■ **PROBLEM TO SOLVE**:
Retype the records below, from their start through the line containing "column 96, row 243", inclusive. Leave the pictures out of your answer.

— start of TASK DATA —

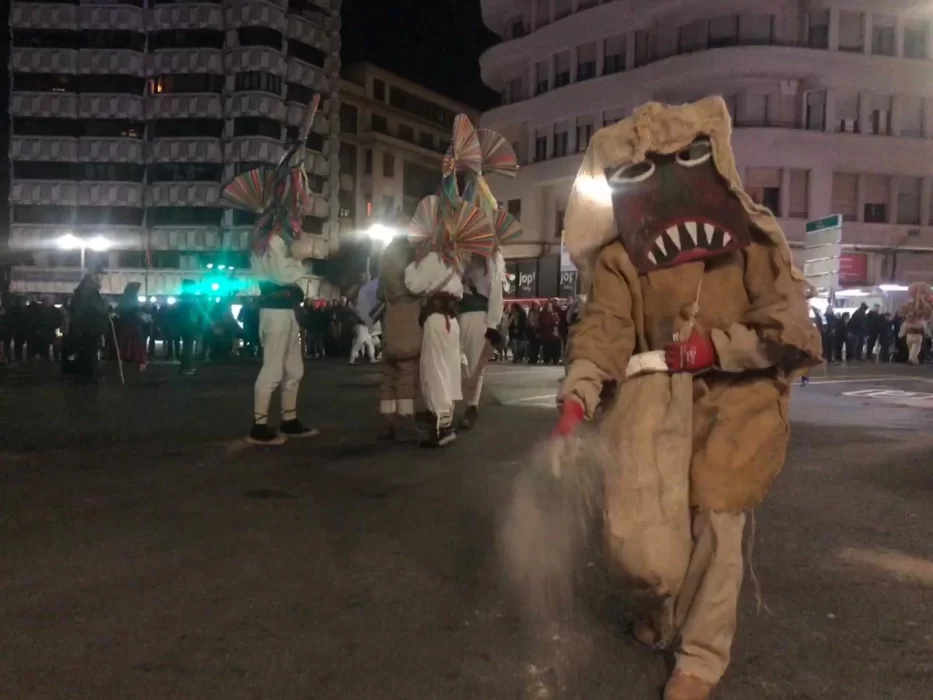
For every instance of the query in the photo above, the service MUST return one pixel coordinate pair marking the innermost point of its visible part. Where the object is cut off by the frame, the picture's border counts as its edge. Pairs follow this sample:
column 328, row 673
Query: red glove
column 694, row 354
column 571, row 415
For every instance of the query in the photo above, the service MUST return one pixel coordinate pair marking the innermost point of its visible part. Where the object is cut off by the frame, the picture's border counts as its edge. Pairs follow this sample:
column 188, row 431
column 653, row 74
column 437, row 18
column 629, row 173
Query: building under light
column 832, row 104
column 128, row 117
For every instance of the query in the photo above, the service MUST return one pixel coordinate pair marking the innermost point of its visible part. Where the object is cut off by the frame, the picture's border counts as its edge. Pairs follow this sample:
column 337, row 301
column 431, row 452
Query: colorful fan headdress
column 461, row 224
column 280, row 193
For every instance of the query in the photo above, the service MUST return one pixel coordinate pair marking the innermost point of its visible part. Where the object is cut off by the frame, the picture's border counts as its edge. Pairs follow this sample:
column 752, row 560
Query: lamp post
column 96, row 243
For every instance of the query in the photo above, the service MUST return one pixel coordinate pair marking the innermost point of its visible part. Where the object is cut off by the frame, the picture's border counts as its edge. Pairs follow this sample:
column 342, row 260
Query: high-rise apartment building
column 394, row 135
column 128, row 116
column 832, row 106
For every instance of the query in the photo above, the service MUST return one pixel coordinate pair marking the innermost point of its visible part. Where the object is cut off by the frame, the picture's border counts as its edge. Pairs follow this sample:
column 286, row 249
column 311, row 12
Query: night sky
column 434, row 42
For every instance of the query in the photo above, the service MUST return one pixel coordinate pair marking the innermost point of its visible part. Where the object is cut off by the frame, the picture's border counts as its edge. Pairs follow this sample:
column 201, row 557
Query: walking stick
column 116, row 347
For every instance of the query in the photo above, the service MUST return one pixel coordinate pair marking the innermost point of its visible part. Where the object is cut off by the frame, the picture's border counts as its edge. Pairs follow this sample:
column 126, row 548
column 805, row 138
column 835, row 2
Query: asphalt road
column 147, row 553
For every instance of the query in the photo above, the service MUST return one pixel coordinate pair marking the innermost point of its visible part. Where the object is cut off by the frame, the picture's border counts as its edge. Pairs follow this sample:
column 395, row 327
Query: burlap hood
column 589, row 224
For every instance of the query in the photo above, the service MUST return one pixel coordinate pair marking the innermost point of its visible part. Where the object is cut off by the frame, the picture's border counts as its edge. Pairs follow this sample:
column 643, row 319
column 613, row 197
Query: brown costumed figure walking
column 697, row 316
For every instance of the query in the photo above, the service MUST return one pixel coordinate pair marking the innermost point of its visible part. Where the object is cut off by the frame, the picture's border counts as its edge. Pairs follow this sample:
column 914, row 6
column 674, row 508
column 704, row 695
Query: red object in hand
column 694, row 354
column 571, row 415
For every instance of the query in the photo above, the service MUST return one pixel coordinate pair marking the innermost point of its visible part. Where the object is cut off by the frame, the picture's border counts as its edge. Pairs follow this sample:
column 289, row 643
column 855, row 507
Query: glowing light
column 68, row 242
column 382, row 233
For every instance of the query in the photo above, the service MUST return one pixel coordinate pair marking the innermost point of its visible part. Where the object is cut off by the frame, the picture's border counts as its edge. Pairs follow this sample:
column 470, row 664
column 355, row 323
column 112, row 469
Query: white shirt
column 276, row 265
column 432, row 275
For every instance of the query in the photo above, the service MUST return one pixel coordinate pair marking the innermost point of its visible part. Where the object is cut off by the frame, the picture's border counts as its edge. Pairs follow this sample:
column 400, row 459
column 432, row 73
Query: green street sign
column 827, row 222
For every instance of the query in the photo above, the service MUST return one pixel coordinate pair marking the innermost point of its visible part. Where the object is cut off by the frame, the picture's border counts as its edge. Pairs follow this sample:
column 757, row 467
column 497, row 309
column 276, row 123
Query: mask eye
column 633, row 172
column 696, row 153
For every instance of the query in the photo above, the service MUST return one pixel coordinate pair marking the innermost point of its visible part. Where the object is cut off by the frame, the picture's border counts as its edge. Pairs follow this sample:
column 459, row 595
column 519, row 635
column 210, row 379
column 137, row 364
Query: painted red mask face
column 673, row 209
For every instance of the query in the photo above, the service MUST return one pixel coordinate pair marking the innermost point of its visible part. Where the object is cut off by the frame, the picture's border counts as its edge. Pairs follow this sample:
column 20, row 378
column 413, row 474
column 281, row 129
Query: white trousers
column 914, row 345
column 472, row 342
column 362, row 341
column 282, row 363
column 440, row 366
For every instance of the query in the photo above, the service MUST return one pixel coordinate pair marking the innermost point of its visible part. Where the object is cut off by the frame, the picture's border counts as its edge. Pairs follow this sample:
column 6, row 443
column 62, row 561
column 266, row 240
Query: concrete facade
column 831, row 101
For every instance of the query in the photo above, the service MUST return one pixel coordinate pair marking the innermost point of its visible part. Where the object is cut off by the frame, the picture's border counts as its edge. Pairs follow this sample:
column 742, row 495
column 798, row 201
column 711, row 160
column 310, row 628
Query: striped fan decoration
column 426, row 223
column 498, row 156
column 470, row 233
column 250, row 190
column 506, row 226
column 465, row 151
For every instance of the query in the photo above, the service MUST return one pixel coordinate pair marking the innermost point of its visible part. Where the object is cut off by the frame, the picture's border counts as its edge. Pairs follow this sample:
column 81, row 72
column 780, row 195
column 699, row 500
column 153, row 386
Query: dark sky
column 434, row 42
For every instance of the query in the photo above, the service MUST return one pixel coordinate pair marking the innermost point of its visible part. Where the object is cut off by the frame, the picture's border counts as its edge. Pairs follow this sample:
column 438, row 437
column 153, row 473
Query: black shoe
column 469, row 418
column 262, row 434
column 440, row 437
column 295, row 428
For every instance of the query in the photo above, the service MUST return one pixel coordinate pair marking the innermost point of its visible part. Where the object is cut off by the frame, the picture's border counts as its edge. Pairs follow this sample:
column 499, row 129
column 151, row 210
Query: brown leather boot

— end of TASK DATA —

■ **THE SOLUTION**:
For every instance of the query in the photo above, the service MUST return one pixel coordinate pair marking the innermost point of its visible part. Where the object is cut off by the frame, the picture's border counts as its edge. Pairs follow this sample:
column 328, row 673
Query: red glove
column 694, row 354
column 571, row 415
For every instance of the query in the photo above, the service MUST return one pixel coordinate pair marking the innermost point of its visible part. Where the object is cut off by the frame, the picture's border counts as its edge. Pairs follow this sample:
column 188, row 431
column 653, row 74
column 437, row 18
column 629, row 173
Query: building under light
column 832, row 104
column 128, row 117
For every instance of the query in the photo above, the service MUST return one pixel coordinate pair marking the innermost point of its visible part. Where the object is cut off by the frame, the picture's border counts as its edge. Pairs follow this sample:
column 337, row 301
column 431, row 452
Query: colorful fan headdress
column 461, row 224
column 280, row 193
For every instance of the query in the photo above, the service MUST return one pixel coordinate pair marking the innermost point of its visible part. Where the object is cut off by the frame, the picture's border counts as its edge. Pairs follow this sample:
column 752, row 560
Query: lamp post
column 96, row 243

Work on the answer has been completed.